#### To do
Print each of the entries exactly, leaving nothing out.

↓↓↓

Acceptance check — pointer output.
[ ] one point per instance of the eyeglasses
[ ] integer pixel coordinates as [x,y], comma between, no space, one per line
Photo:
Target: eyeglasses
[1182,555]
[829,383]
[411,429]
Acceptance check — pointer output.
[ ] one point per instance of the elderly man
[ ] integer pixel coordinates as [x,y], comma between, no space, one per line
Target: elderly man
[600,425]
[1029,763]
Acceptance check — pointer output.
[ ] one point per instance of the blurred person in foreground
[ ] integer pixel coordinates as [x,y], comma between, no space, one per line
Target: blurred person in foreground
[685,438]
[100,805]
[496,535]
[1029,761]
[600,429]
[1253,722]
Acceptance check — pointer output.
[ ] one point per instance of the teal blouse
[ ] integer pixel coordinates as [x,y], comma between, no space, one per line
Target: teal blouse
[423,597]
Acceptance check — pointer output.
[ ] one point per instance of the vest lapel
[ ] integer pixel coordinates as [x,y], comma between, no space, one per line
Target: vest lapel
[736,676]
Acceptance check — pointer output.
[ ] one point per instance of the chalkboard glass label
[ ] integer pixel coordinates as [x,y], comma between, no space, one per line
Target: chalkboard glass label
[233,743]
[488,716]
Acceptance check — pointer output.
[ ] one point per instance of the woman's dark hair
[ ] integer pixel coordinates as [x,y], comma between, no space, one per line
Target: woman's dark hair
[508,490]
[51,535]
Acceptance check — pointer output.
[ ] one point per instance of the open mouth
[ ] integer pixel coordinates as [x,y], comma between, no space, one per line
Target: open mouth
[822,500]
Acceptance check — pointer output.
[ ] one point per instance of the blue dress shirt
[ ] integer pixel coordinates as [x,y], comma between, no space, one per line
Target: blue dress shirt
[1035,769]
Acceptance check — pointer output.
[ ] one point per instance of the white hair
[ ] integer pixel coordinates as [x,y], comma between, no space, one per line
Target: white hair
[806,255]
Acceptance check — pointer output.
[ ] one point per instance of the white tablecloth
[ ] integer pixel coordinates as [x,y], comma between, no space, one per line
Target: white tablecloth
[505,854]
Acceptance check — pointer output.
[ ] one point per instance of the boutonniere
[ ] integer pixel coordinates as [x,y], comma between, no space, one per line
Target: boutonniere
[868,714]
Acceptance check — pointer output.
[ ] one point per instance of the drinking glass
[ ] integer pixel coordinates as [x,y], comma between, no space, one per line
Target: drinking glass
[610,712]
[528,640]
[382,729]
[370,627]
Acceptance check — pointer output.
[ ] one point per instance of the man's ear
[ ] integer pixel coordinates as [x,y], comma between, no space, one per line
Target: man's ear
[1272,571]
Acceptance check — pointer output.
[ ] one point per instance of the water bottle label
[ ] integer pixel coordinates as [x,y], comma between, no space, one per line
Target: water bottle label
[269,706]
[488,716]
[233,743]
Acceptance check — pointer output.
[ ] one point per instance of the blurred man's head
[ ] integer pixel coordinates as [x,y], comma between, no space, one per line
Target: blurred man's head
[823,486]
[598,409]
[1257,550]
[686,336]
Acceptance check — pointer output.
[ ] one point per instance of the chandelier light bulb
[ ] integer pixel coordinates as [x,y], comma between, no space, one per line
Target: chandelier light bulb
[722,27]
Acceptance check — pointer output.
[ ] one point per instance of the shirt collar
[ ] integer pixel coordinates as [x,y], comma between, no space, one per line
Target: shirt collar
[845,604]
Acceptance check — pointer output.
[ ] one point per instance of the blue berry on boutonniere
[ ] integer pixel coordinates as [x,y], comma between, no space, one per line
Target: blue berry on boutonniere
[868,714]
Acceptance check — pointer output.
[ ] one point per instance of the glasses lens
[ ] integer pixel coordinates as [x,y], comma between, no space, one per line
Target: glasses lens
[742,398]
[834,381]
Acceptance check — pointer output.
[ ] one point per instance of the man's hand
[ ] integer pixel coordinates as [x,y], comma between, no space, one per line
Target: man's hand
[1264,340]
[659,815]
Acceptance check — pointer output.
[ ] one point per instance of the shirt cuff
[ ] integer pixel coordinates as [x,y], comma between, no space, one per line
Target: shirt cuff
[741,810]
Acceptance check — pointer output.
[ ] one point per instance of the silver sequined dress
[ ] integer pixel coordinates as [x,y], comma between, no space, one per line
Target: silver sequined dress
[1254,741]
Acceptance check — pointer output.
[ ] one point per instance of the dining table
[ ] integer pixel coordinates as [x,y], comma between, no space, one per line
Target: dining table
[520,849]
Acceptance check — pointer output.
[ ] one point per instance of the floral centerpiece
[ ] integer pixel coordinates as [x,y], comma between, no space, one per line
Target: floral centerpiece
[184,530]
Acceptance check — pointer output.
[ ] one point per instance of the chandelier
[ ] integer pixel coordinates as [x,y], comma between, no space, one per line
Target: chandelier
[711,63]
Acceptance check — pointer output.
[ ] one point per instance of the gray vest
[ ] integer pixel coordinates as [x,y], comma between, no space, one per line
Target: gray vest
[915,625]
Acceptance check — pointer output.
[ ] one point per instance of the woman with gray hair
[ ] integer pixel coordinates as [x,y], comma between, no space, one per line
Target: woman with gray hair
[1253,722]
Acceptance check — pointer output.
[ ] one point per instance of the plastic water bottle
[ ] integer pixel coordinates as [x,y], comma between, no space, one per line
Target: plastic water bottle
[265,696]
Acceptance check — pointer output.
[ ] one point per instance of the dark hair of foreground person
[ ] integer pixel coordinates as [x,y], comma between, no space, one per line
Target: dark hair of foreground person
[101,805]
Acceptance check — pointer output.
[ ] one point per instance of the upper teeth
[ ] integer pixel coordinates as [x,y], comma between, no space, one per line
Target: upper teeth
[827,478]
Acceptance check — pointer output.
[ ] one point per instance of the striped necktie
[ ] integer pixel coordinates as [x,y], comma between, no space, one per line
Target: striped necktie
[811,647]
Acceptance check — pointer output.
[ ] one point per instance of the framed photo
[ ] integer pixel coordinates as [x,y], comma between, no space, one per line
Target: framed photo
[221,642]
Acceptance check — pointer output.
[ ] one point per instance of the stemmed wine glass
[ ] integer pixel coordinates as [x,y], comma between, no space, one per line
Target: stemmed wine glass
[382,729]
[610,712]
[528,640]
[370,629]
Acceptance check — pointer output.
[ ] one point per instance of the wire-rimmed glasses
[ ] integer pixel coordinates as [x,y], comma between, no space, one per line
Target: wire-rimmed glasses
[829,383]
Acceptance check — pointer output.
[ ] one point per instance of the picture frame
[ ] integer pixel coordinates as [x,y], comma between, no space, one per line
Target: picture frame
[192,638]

↑↑↑

#### Output for this task
Acceptance check — pointer output.
[ ] one point per instance of the eyeglasses
[ ] integer pixel coordinates as [x,y], comma between, no space, one per line
Photo:
Target: eyeglasses
[1182,555]
[829,383]
[411,429]
Acceptance check — pointer output.
[ ] one point per instance of the elderly man
[ ] integer pixel coordinates as [x,y], comma between, no space, one per line
Target: elderly man
[600,425]
[1029,763]
Acceptance check — pointer output.
[ ] one point per instance of the blurred person in foreground
[ ] integer pixel coordinates as [x,y], comma between, no space, one per line
Target: blurred person in foreground
[685,438]
[100,805]
[496,535]
[1029,761]
[600,429]
[1253,722]
Acceptance check — pointer output.
[ ] one point per instance of the teal blouse
[ ] integer pixel coordinates as [x,y], comma between, no space, one per line
Target: teal blouse
[423,597]
Acceptance check — pointer output.
[ ] one point per instance of the vest lapel
[ ] integer pixel coordinates as [x,y], comma between, no space, one per line
Target: vest lapel
[736,676]
Acceptance check — pointer output.
[ ] one point per instance of the chalkboard glass label
[ ] integer pixel coordinates as [x,y], comma between, no space, one per line
Target: chalkboard glass label
[233,743]
[488,716]
Acceptance check — pointer output.
[ ] one point per instance of the woman's dark hair
[ ] integer pixel coordinates as [x,y], comma between, no space, one per line
Target: woman's dark hair
[508,490]
[51,535]
Acceptance check — pointer output.
[ ] one point per instance of the open mouth
[ ] integer pixel coordinates as [x,y], comma between, no space, one per line
Target: open mouth
[822,500]
Acceptance check — pointer output.
[ ] one point per instance of the blue dress shirt
[ ] integer pixel coordinates as [x,y], comma between, no space, one per line
Target: blue dress shirt
[1035,769]
Acceptance check — pointer output.
[ ] one point per instance of the white hair
[ ] integer pixel coordinates as [x,y], comma between, no space, one per line
Target: white hair
[806,255]
Acceptance check — pointer output.
[ ] one point per instance of the white tablecloth
[ ] integer pixel coordinates as [x,y], comma between, no space, one per line
Target: white tablecloth
[505,854]
Acceptance check — pointer output.
[ ] one point per instance of the boutonniere
[ ] integer pixel coordinates as [x,y], comma between, no space, one per line
Target: boutonniere
[868,714]
Acceptance check — pointer output.
[ ] one point per instance of the drinking glass
[ ] integer pixel coordinates as [x,y], comma between, no space, one per line
Target: drinking glass
[610,712]
[528,640]
[382,729]
[370,627]
Acceptance check — pointer output.
[ ] one point per instance of the man's ear
[ ] integer pixel coordinates as [x,y], comma between, no space, one per line
Target: man's ear
[1272,571]
Acceptance check — pointer output.
[ ] one point per instance of the water bottle label
[ ] integer pixel coordinates as [x,y], comma between, no space, one per line
Target: water bottle label
[269,706]
[488,716]
[233,743]
Acceptance check — pointer output.
[ ] one point per instance of the blurred man's head
[ ] integer pixel coordinates as [x,y], comma between, no space, one per line
Target: blurred man's head
[823,486]
[598,409]
[1257,550]
[686,336]
Acceptance check — pointer output.
[ ] one point per instance of the chandelier light bulb
[ ] integer pixel coordinates as [x,y], comma between, no space, one per line
Target: chandelier light bulb
[722,27]
Acceptance check — pointer output.
[ ] one point per instance of the shirt collar
[ ] integer pixel coordinates as [x,y], comma between, no space, one per line
Target: shirt collar
[845,604]
Acceptance check — pointer output.
[ ] one point per instance of the blue berry on boutonniere
[ ] integer pixel coordinates as [x,y], comma between, no space, one per line
Target: blue berry on boutonniere
[868,714]
Acceptance check — pointer output.
[ ] one point per instance of the glasses lens
[ ] integer pixel coordinates as [x,y], comma between, no space, one per line
Target: glasses lens
[742,398]
[834,381]
Acceptance check — pointer output.
[ ] one point per instance of the man's hand
[ ] integer pixel coordinates as [x,y], comma between, no space, one per line
Target: man's hand
[1264,340]
[659,815]
Acceptance check — pointer output.
[ ] one point per instance of the shirt cuff
[ ] integer pixel coordinates as [x,y], comma between, no space, one per line
Target: shirt cuff
[741,810]
Acceptance check — pointer output.
[ ] one point per instance of the silver sequined dress
[ ] integer pixel coordinates as [x,y], comma between, no space, one per line
Target: silver sequined dress
[1254,741]
Acceptance check — pointer output.
[ ] one point per instance of the dining table
[ ] integer pixel coordinates as [x,y], comma between, no space, one per line
Target: dining table
[520,849]
Acceptance check — pointer output.
[ ] one point per instance of the floral centerpiece
[ ] integer pixel coordinates as [x,y], comma between, no space, one per line
Target: floral centerpiece
[184,530]
Acceptance check — pointer output.
[ ] one point per instance of the chandelier
[ ] integer pixel coordinates as [x,y], comma between, no space, one per line
Target: chandelier
[711,63]
Acceptance check — pointer output.
[ ] one point per instance of the gray vest
[ ] integer pixel coordinates as [x,y], comma between, no space, one per line
Target: gray vest
[915,625]
Acceptance check — pointer output.
[ ] one point per instance of the woman with gray hair
[ ] integer pixel coordinates as [x,y], comma between, no space, one per line
Target: woman with gray hair
[1253,722]
Acceptance check — pointer output.
[ ] one point per instance of the plastic water bottle
[ ] integer pixel coordinates as [x,y], comma between, no space, one per line
Target: plastic water bottle
[265,696]
Acceptance check — pointer output.
[ ] one point per instance of the dark hair of foreground person
[ ] integer pixel coordinates as [x,y], comma between, no space, one per line
Target: dark hair of foreground person
[101,805]
Acceptance check — pointer output.
[ ] one point per instance of the upper teeth
[ ] integer pixel coordinates as [x,y], comma between, no space, one per line
Target: upper teeth
[827,478]
Acceptance check — pointer output.
[ ] one point per instance of the striped necktie
[ ] integer pixel coordinates as [x,y], comma between, no space, one per line
Target: striped necktie
[811,647]
Acceptance check — pointer output.
[ ] one point per instance of the framed photo
[ ] integer pixel coordinates as [x,y], comma between, no space, one per line
Target: framed photo
[221,642]
Acceptance check — pointer output.
[ ] one point per instance of the stemmed wine glass
[ ] integer pixel coordinates as [x,y], comma between, no space, one per line
Target: stemmed wine glass
[382,729]
[610,712]
[528,640]
[370,629]
Acceptance check — pointer output.
[ ] one point per instance of the wire-rimmed glasses
[ ] integer pixel coordinates as [x,y], comma between, no space, one per line
Target: wire-rimmed glasses
[829,383]
Acceptance check — pointer output.
[ ] one point per instance of the picture frame
[ ] integer pixel coordinates as [x,y], comma between, no space, one per line
Target: picture frame
[192,638]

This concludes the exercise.